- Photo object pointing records
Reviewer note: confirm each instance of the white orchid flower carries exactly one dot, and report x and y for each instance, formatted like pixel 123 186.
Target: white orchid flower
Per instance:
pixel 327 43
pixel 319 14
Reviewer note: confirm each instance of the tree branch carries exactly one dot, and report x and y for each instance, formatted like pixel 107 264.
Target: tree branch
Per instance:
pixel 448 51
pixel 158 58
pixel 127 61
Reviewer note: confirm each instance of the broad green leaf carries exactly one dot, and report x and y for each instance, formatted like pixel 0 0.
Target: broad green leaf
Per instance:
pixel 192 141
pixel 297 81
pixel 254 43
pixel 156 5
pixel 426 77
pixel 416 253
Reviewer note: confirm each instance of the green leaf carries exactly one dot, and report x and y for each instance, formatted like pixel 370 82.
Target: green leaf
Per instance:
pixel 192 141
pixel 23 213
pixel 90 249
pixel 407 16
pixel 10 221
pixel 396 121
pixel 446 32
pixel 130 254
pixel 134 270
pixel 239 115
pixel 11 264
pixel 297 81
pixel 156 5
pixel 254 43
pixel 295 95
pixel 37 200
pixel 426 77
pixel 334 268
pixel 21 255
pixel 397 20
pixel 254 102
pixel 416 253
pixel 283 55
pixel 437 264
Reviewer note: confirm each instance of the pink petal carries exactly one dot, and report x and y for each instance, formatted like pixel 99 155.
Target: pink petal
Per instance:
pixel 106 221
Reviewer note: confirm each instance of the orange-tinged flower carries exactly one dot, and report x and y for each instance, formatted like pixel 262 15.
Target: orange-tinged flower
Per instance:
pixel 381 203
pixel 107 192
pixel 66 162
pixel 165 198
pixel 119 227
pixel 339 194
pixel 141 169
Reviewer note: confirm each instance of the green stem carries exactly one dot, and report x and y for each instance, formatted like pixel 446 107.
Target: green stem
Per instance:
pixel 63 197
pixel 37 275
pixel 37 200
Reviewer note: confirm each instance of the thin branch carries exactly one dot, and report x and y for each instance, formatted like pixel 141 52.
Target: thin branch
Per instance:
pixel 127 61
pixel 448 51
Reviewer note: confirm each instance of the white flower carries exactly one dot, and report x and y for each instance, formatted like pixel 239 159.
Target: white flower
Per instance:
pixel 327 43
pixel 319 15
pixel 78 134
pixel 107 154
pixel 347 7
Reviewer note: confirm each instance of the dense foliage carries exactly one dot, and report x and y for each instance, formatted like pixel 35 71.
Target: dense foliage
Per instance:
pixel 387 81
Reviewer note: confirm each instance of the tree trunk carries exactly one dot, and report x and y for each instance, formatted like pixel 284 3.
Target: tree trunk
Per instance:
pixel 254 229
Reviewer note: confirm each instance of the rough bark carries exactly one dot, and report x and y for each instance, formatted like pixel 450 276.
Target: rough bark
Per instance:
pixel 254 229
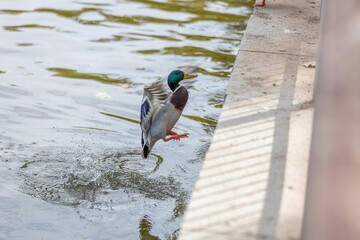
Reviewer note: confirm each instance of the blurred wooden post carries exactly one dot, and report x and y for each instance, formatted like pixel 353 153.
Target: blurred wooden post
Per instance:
pixel 332 210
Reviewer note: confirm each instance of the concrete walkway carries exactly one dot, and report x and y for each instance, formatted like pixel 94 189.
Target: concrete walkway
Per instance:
pixel 252 183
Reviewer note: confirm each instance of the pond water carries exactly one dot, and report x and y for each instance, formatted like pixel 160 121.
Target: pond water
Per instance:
pixel 71 81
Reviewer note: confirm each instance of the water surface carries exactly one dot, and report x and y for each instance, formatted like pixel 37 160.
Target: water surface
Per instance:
pixel 71 80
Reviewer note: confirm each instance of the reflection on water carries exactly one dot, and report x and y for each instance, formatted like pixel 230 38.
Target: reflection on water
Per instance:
pixel 71 80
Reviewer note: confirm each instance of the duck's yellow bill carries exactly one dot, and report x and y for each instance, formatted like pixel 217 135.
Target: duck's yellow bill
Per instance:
pixel 188 75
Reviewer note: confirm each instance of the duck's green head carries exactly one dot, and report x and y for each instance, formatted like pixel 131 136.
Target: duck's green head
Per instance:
pixel 177 76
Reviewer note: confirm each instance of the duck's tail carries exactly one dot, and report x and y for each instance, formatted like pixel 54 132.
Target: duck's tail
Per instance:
pixel 145 152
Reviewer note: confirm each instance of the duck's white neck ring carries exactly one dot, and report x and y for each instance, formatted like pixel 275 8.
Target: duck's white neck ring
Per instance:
pixel 177 88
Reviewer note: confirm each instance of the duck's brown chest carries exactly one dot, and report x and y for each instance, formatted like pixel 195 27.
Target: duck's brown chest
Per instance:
pixel 179 98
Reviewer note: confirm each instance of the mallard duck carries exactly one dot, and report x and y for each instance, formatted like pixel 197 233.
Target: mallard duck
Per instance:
pixel 161 109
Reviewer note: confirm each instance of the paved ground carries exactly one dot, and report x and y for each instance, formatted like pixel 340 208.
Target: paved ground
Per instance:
pixel 252 183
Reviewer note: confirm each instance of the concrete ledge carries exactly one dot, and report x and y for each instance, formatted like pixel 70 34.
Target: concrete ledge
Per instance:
pixel 252 183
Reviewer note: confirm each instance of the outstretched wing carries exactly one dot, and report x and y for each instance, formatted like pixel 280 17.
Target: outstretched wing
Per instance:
pixel 154 98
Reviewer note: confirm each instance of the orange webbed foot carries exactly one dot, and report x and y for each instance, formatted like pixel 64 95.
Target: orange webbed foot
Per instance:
pixel 175 136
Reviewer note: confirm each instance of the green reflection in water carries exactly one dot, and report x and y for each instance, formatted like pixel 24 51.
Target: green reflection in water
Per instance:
pixel 191 51
pixel 103 78
pixel 162 37
pixel 198 8
pixel 120 117
pixel 207 121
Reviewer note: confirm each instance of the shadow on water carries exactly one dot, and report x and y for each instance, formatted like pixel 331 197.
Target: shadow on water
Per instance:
pixel 70 88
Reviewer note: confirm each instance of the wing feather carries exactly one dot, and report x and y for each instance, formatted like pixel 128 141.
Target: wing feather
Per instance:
pixel 155 96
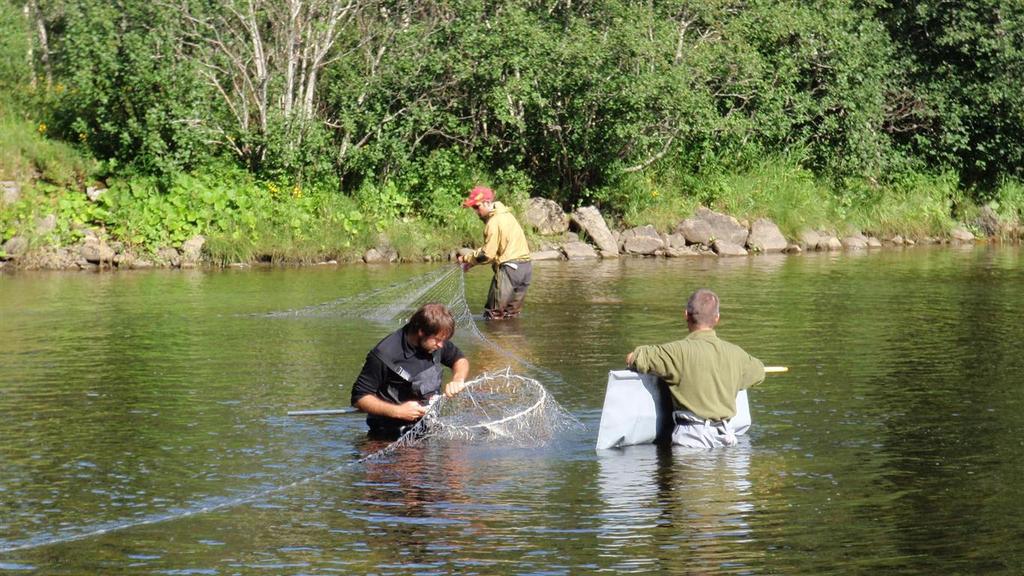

- WHAT YOU NEED TO DO
Copy out every one of the items above, word for word, without the pictures.

- OUTPUT OF THE TASK
Reviewer note: confirm each instance of the white orchid flower carries exactly one dot, and report x and y for each instance, formatted like pixel 123 186.
Target: white orchid flower
Per instance:
pixel 327 43
pixel 319 14
Reviewer note: confirm each instance of the tree branch carries exactly one dot, and report x and y for each instance, formatted like pixel 107 264.
Target: tree branch
Per instance:
pixel 448 51
pixel 158 58
pixel 127 61
Reviewer note: confirm each instance of the broad green leaf carries exactly one dot, and report x and y for each instance, formatted like pixel 0 0.
Target: broad green leaf
Per instance:
pixel 192 141
pixel 297 81
pixel 254 43
pixel 156 5
pixel 426 77
pixel 416 253
Reviewer note: confirm each instance of the green leaf carries exactly one dot, and report x and y for each instance, formatted like pixel 370 82.
Target: green leaf
Per instance:
pixel 192 141
pixel 23 213
pixel 90 249
pixel 407 16
pixel 10 221
pixel 396 121
pixel 446 32
pixel 130 254
pixel 134 270
pixel 239 115
pixel 11 264
pixel 297 81
pixel 156 5
pixel 254 43
pixel 295 95
pixel 37 200
pixel 426 77
pixel 334 268
pixel 21 255
pixel 397 20
pixel 254 102
pixel 416 253
pixel 283 55
pixel 437 264
Reviewer note: confirm each instance of the pink petal carries exactly one dot, and report x and y for each instance, formatted like pixel 99 155.
Target: pink petal
Per instance:
pixel 106 221
Reviewer note: confirm each instance of the orange-tinged flower carries exactly one dot, and report x and y for each instance, formatted like pixel 262 15.
Target: orange-tinged flower
Per instance:
pixel 381 203
pixel 107 192
pixel 66 162
pixel 165 198
pixel 119 227
pixel 339 194
pixel 141 169
Reviewer note: confirm each instance of the green stem carries exactly one dot, and report x and y for each instance, formatted like pixel 446 107.
Target: green stem
Per instance:
pixel 63 197
pixel 37 275
pixel 37 200
Reviewer note: confirm each instance of the thin branch carries exactly one dot, and report x and y for each instance, formatted like pixel 141 52.
Target: thin branch
Per instance:
pixel 127 61
pixel 448 51
Reviewer note: confirm each instance of the white flower carries exactly one dot, and report x and y for each instance, formatted like pixel 239 159.
Target: white flower
Per instance:
pixel 327 43
pixel 319 15
pixel 78 134
pixel 107 154
pixel 347 7
Reviewer note: confirm each instance of the dense foliage carries exactly one dot, and report x and y for each instance, formatted like pixel 35 71.
Target: dense foliage
Per instance:
pixel 387 81
Reviewer note: confirm each instance of the tree trunk carries exactly one dot, and report x and y for each instance, formatted like pixel 284 3.
Target: tree trunk
Per instance:
pixel 254 229
Reviewer note: confirm each instance of the rough bark carries exactly one dot, and report x and y for each instance, formatted like pixel 450 276.
Target: rough bark
Per instance:
pixel 254 229
Reviewer note: confirm each instance of the blurred wooden post carries exactly one dot, and report x and y for each instance, formatted like pixel 353 153.
Target: blurred wooden post
Per instance:
pixel 332 210
Reviewer note: confirm each instance of the concrete walkway carries exactly one dot, and report x and y for each instance, formatted like pixel 94 189.
Target: concrete walkway
Per instance:
pixel 252 183
Reviewer note: confirm each instance of the pond water carries exactly one dot, and report x and y for each instance, formatted like pixel 160 121.
Target: pond water
Per instance:
pixel 71 81
Reviewer note: confirm each instance of the water surface carries exactly one dot, and report x and y for each instance, formatted like pixel 37 160.
Target: water surface
Per instance:
pixel 71 80
Reviewer note: confirm each instance of the reflection on water carries exactly one dot, and report x and y for each instance, formatted like pixel 230 38.
Target: reflection on water
Per instance:
pixel 71 80
Reviewer note: confirm each instance of the duck's yellow bill carries exactly one dot, and report x and y for each instance, formatted like pixel 217 135.
Target: duck's yellow bill
Per instance:
pixel 188 75
Reviewer note: confirm each instance of the duck's green head carries exactly one dot, and report x and y for each instance, formatted like pixel 131 136.
Target: duck's green head
Per instance:
pixel 177 76
Reviewer note: confirm each instance of the duck's tail carries exactly one dot, and report x and y for each instance, formatted like pixel 54 132.
Target: duck's tail
Per instance:
pixel 145 152
Reviewer note: confirm each instance of the duck's white neck ring carries exactly one dot, and report x and y for each instance, formatted like pixel 275 8.
Target: duck's white neck ring
Per instance:
pixel 177 88
Reviewer note: confirm each instance of the duck's brown chest carries exactly one dot, and report x and y for each instance, formatted like pixel 195 27.
Target: duck's brown chest
Per instance:
pixel 179 98
Reviewer note: confirm each instance of the mallard duck carries exactly one dot, and report x and y for each instance, formatted like pixel 197 233.
Target: mallard duck
Per instance:
pixel 161 109
Reviewer note: confirm each instance of the paved ground carries exactly one dot, and report x and y for each instance, formatted like pixel 340 208.
Target: paved ground
Per instance:
pixel 252 183
Reviewer note: confirm each instance of the concrete ledge carries exactly one dot, and report x and y for each instance, formatted like pixel 70 34.
Target: concrete ledge
Per instance:
pixel 252 183
Reviewer note: confirm each instance of the outstretched wing carries exactly one dot, and report x and y for each instance, formatted like pixel 280 17.
Target: outstretched wing
Per instance:
pixel 154 98
Reviewer note: confirm each instance of the orange webbed foot carries exactly one dot, and report x and y for each instance, formatted like pixel 64 95.
Target: orange webbed foot
Per instance:
pixel 175 136
Reviewer note: confirm each instance of the green reflection in water carries exactly one dot, and report x and y for each instance, formatted like pixel 24 51.
Target: green reflection in water
Per instance:
pixel 191 51
pixel 103 78
pixel 162 37
pixel 198 8
pixel 120 117
pixel 207 121
Reviewer note: confirm each instance of the shadow on water carries exactly one dot, and report x and y for each instance, formatted like pixel 331 197.
Target: shadow on water
Per instance:
pixel 70 88
Reviewer note: confirm each instance of the wing feather carries exactly one dot, and report x and y for each instance, formatted like pixel 128 141.
Target: wing feather
Per instance:
pixel 155 96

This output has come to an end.